» **DIRECTIVE**
Recast the rows in the stretch from the line containing "Retail shelf audit: highlight the oven door" through the line containing "[350,150,355,191]" as a two-column CSV with the header request,answer and one line per request. Put each request and its answer in a single quoted field, turning line breaks into spaces.
━━ DATA IN THIS EXERCISE
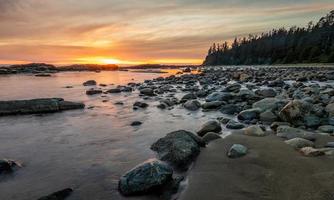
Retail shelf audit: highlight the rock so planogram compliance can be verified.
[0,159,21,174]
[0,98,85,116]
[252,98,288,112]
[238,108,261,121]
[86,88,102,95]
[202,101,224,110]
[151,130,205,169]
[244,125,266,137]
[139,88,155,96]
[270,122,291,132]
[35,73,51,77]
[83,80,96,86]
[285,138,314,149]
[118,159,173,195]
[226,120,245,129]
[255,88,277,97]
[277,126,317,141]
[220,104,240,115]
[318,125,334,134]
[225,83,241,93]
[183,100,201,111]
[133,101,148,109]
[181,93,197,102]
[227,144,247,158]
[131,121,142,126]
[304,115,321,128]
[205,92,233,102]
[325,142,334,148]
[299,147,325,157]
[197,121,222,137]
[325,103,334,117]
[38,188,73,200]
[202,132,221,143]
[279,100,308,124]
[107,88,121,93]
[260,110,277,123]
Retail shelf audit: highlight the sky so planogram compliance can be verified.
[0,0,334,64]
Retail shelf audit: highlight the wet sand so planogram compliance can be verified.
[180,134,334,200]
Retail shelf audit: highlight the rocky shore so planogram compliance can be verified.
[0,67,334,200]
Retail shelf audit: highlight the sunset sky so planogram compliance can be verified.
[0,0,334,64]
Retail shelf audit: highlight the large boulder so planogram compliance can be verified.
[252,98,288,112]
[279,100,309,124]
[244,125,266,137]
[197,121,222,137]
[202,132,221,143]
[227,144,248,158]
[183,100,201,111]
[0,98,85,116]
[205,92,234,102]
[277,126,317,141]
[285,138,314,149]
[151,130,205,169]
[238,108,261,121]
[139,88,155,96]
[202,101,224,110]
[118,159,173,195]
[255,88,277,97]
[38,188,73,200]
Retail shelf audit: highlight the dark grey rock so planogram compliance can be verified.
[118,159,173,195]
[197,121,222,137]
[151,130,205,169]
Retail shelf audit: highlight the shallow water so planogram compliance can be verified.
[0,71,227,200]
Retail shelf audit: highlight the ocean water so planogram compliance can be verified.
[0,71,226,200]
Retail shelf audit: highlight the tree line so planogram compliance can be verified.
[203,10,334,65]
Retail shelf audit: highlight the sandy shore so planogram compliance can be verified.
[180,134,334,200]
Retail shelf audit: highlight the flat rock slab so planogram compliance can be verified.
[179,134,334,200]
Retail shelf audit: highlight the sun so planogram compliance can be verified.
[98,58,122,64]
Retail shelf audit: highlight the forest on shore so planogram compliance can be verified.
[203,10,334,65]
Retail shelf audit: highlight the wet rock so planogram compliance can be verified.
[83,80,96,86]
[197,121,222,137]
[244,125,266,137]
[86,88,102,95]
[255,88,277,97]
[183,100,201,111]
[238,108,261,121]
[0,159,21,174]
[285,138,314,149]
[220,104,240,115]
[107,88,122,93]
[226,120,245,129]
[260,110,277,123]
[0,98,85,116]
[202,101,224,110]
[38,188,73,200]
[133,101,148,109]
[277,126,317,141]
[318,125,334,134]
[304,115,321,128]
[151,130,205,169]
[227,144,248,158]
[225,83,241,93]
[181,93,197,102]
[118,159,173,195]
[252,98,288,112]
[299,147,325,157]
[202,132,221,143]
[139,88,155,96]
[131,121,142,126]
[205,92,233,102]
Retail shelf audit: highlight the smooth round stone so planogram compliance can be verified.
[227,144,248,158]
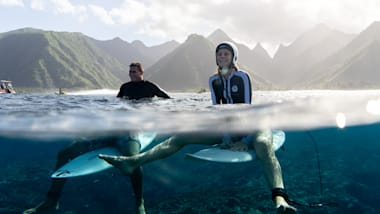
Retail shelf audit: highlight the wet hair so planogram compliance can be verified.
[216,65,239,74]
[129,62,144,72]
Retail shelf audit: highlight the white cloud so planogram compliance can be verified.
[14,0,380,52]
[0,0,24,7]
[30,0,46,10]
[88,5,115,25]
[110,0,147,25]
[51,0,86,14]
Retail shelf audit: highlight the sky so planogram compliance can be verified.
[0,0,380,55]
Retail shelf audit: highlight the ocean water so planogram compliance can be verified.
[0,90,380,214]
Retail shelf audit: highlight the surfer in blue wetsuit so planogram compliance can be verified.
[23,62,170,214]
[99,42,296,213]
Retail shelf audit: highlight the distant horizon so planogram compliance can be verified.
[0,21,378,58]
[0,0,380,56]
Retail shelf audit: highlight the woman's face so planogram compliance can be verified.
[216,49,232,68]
━━━━
━━ DATA IN THIS EXERCISE
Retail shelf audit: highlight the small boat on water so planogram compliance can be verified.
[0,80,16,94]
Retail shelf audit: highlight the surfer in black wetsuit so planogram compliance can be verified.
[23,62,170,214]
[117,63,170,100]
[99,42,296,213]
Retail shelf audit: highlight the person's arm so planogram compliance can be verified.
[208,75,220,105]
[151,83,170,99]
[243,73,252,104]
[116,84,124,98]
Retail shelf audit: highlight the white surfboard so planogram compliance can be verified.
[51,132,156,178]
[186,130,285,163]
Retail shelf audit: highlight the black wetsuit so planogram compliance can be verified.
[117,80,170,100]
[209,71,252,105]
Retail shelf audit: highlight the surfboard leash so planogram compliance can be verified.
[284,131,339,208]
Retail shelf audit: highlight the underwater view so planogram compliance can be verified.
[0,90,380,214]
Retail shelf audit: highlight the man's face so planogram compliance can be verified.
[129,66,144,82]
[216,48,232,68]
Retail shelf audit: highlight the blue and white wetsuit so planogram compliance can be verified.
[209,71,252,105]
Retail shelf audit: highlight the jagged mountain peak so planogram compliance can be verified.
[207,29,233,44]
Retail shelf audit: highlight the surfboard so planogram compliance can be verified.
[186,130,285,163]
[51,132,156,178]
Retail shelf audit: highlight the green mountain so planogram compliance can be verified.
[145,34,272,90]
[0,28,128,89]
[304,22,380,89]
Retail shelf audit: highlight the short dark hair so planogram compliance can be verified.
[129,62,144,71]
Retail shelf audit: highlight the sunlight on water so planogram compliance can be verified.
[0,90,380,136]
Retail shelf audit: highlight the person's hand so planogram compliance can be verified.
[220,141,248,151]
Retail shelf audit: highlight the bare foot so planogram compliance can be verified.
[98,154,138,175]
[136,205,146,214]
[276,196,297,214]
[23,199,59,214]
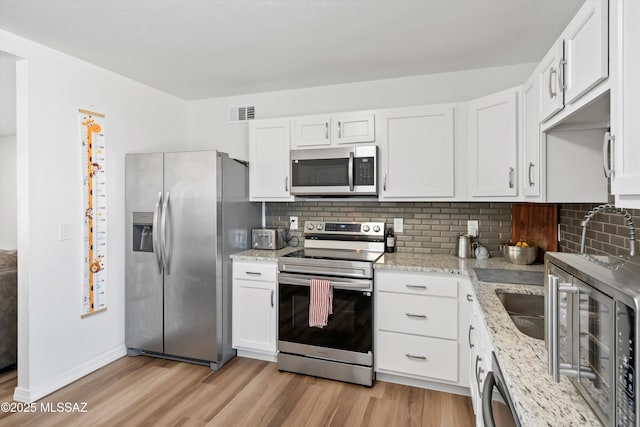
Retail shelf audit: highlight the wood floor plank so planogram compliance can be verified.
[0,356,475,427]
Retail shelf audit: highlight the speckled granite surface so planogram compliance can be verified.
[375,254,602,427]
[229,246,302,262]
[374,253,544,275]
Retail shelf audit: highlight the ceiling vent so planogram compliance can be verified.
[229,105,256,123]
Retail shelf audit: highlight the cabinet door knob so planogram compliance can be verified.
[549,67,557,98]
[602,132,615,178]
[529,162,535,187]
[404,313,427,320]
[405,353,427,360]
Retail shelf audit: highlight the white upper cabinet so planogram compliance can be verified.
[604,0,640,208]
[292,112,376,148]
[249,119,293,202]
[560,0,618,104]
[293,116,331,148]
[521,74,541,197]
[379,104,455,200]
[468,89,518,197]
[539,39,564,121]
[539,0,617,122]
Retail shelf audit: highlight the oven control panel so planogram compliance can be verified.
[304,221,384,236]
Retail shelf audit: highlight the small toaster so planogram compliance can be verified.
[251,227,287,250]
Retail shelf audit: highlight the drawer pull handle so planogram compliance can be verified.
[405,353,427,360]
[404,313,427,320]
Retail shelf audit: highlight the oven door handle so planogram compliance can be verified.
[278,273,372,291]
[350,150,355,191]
━━━━
━━ DATA IN THIS EXERCISE
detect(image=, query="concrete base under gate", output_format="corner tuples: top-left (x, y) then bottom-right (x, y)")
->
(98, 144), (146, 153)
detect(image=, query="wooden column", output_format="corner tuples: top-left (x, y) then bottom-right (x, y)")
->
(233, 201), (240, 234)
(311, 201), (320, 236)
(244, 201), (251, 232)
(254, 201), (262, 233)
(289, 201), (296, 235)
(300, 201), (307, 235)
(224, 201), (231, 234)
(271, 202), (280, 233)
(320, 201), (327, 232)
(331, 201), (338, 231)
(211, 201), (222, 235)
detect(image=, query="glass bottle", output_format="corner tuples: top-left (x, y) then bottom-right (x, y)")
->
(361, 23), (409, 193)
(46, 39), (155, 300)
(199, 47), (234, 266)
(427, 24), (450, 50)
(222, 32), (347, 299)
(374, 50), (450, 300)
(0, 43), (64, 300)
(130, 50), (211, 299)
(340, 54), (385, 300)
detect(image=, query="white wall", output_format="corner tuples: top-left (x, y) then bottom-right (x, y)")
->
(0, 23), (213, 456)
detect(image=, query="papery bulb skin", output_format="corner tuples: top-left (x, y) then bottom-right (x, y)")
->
━━━━
» **FULL RESPONSE**
request,answer
"Retail shelf audit: highlight the oven door handle so planogram compliance can be verified.","[278,273,372,291] [350,150,355,191]"